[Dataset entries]
'''
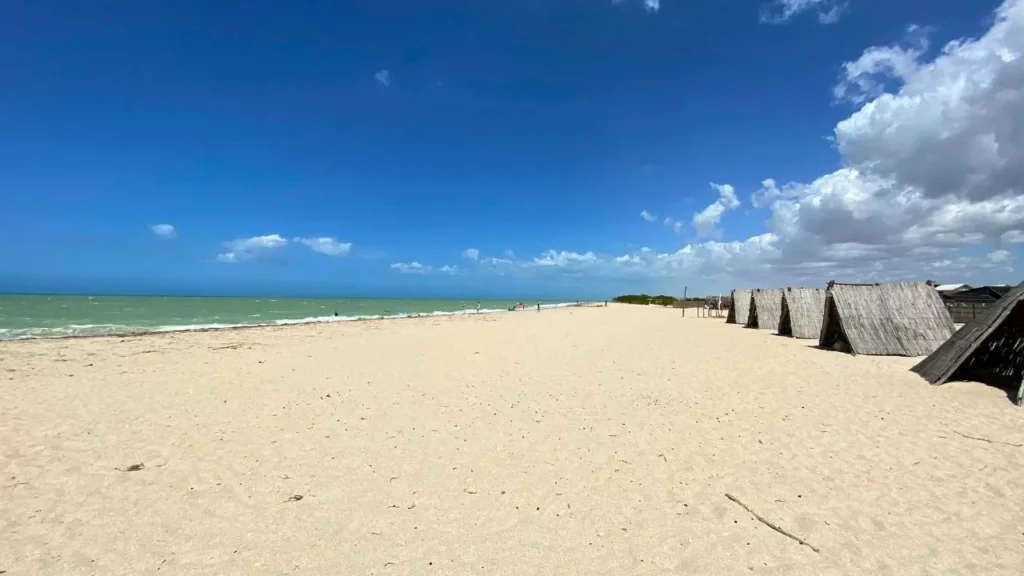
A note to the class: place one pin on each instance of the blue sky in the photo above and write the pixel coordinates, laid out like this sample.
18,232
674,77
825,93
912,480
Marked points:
564,148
'''
* Work task *
Exclude every picture, then reproduce the remaining data character for character.

* Answer to the exercise *
A note to the class: place one pin on each instance of the blue sky in the photo above and write the pixel coordinates, laid out like this sample.
18,232
674,77
825,93
912,480
Marked points:
564,148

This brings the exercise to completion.